### Extracted records ###

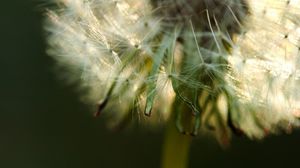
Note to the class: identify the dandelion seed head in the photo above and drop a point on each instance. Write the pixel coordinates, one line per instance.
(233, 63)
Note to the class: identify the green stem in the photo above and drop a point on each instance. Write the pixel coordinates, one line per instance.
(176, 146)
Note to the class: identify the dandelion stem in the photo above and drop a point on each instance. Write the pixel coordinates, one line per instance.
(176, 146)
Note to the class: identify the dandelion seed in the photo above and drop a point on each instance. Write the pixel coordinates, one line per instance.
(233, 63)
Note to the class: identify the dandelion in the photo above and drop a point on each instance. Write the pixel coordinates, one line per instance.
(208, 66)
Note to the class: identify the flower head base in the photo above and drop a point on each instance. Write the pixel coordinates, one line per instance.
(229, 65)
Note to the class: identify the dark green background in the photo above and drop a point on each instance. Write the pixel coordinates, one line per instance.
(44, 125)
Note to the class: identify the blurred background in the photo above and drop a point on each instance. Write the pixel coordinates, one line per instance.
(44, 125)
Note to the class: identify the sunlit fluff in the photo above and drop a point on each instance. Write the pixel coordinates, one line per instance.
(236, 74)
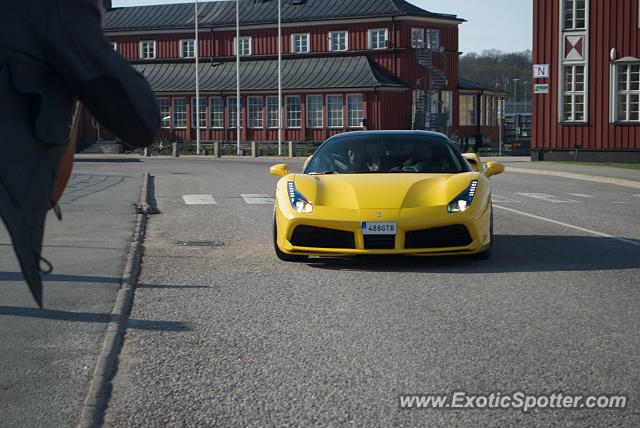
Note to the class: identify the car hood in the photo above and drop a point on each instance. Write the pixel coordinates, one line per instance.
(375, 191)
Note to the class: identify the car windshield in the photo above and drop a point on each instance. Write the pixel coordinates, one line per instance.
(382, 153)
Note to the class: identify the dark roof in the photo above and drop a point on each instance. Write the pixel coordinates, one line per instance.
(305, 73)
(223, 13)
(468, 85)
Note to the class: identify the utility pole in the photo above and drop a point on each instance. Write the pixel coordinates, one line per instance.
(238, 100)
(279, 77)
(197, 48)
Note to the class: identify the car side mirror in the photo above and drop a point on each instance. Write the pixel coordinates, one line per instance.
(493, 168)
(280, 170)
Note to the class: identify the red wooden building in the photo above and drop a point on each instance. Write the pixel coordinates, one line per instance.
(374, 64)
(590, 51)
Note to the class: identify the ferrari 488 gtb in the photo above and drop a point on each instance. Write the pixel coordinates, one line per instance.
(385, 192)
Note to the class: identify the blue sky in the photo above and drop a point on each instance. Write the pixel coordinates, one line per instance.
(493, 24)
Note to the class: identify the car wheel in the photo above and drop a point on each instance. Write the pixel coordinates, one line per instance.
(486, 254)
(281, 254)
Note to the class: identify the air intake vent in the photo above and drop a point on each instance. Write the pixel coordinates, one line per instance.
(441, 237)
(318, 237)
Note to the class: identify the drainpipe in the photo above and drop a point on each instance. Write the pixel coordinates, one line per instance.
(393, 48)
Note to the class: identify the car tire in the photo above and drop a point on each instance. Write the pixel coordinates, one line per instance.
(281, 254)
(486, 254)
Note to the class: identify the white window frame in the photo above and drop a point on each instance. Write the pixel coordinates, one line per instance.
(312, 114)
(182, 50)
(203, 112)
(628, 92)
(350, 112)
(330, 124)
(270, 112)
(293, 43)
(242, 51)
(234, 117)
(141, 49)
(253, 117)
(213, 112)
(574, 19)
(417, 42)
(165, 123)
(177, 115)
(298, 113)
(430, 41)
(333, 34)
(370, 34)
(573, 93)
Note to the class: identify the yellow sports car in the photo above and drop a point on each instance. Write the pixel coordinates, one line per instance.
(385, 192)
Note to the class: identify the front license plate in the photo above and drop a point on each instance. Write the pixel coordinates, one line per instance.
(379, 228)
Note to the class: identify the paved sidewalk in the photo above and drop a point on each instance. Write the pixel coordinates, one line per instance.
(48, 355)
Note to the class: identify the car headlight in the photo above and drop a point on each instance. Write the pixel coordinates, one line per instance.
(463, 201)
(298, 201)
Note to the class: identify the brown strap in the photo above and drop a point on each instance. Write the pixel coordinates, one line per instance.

###

- [Work to complete]: Set the records down again exactly as given, and leave the pictures out.

- [Output for this task]:
Note to the class: identify the dandelion seed head in the photo above and drop a point on each instance. Write the pixel coordinates, one line per instance.
(233, 63)
Note to the class: identify the green stem in the photo above and drop a point on each instance. Write the pixel coordinates, one line per instance.
(176, 146)
Note to the class: identify the dandelion stem in the photo above and drop a point on each instance. Write the pixel coordinates, one line per instance.
(176, 146)
Note to the class: identify the dandelion seed in the photo above and drop a point on each instance. Write the pixel coordinates, one line per instance.
(233, 63)
Note to the class: identify the dandelion in the photo above and drop a point on each instance. Write the pixel coordinates, one line per instance.
(208, 66)
Note to the class: identify the flower head base in the photo above and drop a point on each instance. Write the pixel coordinates, one line per instance.
(229, 65)
Note to the class: identify the dark green background in the photo above and drop a point on each instance. Write the pixel coordinates, one line per instance.
(44, 125)
Note to the class: identify the blurred background in the photo above and drop a point on each instance. Write the pixel coordinates, one line per instance.
(44, 125)
Note to the class: identify the sunlit fluff in the photo above and drop a point on each instance. Write the pixel coordinates, one line per instance.
(236, 74)
Note to the class: identify the car hood in the photo above and drop a point on each instance. Write the pixel coordinates, one line per instance.
(375, 191)
Note to the class: identify the car windshield in the photo above and drop a point on each instance. Write the pixel coordinates, one line per instance.
(382, 153)
Note to the class: identify the dark roof in the photo above and drop a point on each instance. Write the pixel coordinates, one line per instance.
(305, 73)
(223, 13)
(468, 85)
Note to the class: identify the utility pole in the photo above and drop a point on each instance. Write the pixel coordinates, one line per instance.
(238, 100)
(279, 77)
(197, 48)
Note to the class: identify the car side mirror in the photo above and drop a point on each instance. Write the pixel coordinates, one line per instance.
(493, 168)
(280, 170)
Note to the class: identify the red wooden building in the photo above and drop a point on each instance. Write the pixel coordinates, one line per instance.
(374, 64)
(590, 51)
Note to the class: identify the ferrari 488 gtb in the photo above and drop a point on each instance. Write the pixel coordinates, one line per instance.
(385, 192)
Note to the class: identify the blue sky in the photo above and drop a point on each instance. Write the pixel coordinates, one line per instance.
(493, 24)
Note to the class: identify the car wheel in the photo above and drop a point on each instance. Write the pixel coordinates, one line per instance.
(486, 254)
(281, 254)
Note to the class: identify the air intake vent in the photo above and drop a point on each instance. Write the pixel coordinates, one line per instance.
(441, 237)
(318, 237)
Note to the class: identify the drainpipe in the photo above and drop a point on each instance. Write the pixel coordinates, one line per instance.
(393, 48)
Note to the class: identify the car tire in the photo above and drop a point on each instance. Write the pixel coordinates, one line per instance.
(281, 254)
(486, 254)
Note to the class: identify the white window frame in the photo above and drop a point on each instance. Write the pixel coordinates, one line per instance.
(312, 114)
(182, 50)
(203, 112)
(628, 92)
(350, 112)
(330, 124)
(270, 112)
(293, 43)
(242, 51)
(234, 117)
(141, 49)
(253, 117)
(213, 112)
(574, 19)
(417, 42)
(165, 123)
(177, 115)
(298, 113)
(430, 41)
(333, 34)
(370, 34)
(573, 93)
Note to the class: identify the yellow sports car in the photo above and drop a point on each instance. Write the pixel coordinates, one line per instance.
(385, 192)
Note to the class: identify the front license plate in the photo above and drop a point on each instance. Write the pixel coordinates, one line per instance.
(379, 228)
Note to the class: identify the paved sidewalk in the photo above and drop a point on each instance. Write the pixel coordinates, one line per instance.
(48, 355)
Note to the class: identify the car headlight in the photo above and drop a point on each instance. Write the pixel coordinates, one line per instance.
(463, 201)
(298, 201)
Note to the class: identify the brown strap in the photo above and drop a point on each instance. Write the pixel coordinates, one line per instance.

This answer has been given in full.